Over the years Blue Fish has been asked to build Web Content Management solutions for a wide range of clients. With any WCM solution, our goal is to enable non-technical users to create and maintain a highly usable website. Section 508 of the Rehabilitation Act of 1973 specifically mandates that government and government funded websites be accessible for handicapped individuals, but many of our clients are simply interested making their site usable by peoples with vision disabilities.

Many of the good design decisions and development habits that we follow can help make your website accessible to the visually impaired – even if the law does not mandate your website to be Section 508 compliant. In general, these practices result in solutions that are more useable for persons with and without disabilities. So even though your website might not be required by federal law to meet the standards laid out in Section 508, you might just find that implementing some of the ideas that follow will result in a better website.

*OBJECTIVE 1*.
Reproduce only the rows running from the line with "Every instance gets a single point. Point out the mountain" through the last row, requests included, and shift every point coordinate in the answers by -138.
The passage and the rows below it were taken from unrelated sources.

*INPUT FOR THIS TASK*.

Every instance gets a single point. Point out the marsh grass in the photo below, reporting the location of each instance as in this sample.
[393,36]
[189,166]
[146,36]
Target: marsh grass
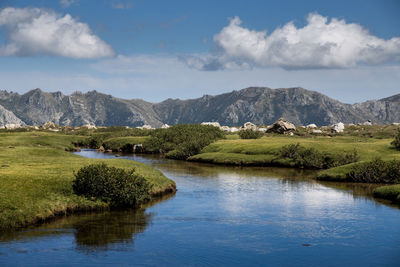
[36,175]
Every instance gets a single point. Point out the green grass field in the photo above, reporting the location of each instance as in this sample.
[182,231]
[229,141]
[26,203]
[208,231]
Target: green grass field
[265,151]
[36,175]
[118,143]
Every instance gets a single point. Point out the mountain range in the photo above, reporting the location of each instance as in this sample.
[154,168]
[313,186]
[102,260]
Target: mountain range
[260,105]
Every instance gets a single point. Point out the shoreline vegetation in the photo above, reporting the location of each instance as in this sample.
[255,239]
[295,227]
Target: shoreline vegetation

*OBJECTIVE 2*.
Reproduce the passage on website accessibility in full, word for word.

*COMPLETE OUTPUT 1*.
Every instance gets a single point. Point out the mountain range in the photo above, reporting the location of each instance as in this sample.
[154,168]
[313,186]
[102,260]
Target: mountain range
[122,-33]
Every instance gets a single point. Point out the shoreline vegetation in the photo above, reporting the location of each instance as in this sample.
[255,239]
[295,227]
Target: shoreline vegetation

*COMPLETE OUTPUT 2*.
Over the years Blue Fish has been asked to build Web Content Management solutions for a wide range of clients. With any WCM solution, our goal is to enable non-technical users to create and maintain a highly usable website. Section 508 of the Rehabilitation Act of 1973 specifically mandates that government and government funded websites be accessible for handicapped individuals, but many of our clients are simply interested making their site usable by peoples with vision disabilities.

Many of the good design decisions and development habits that we follow can help make your website accessible to the visually impaired – even if the law does not mandate your website to be Section 508 compliant. In general, these practices result in solutions that are more useable for persons with and without disabilities. So even though your website might not be required by federal law to meet the standards laid out in Section 508, you might just find that implementing some of the ideas that follow will result in a better website.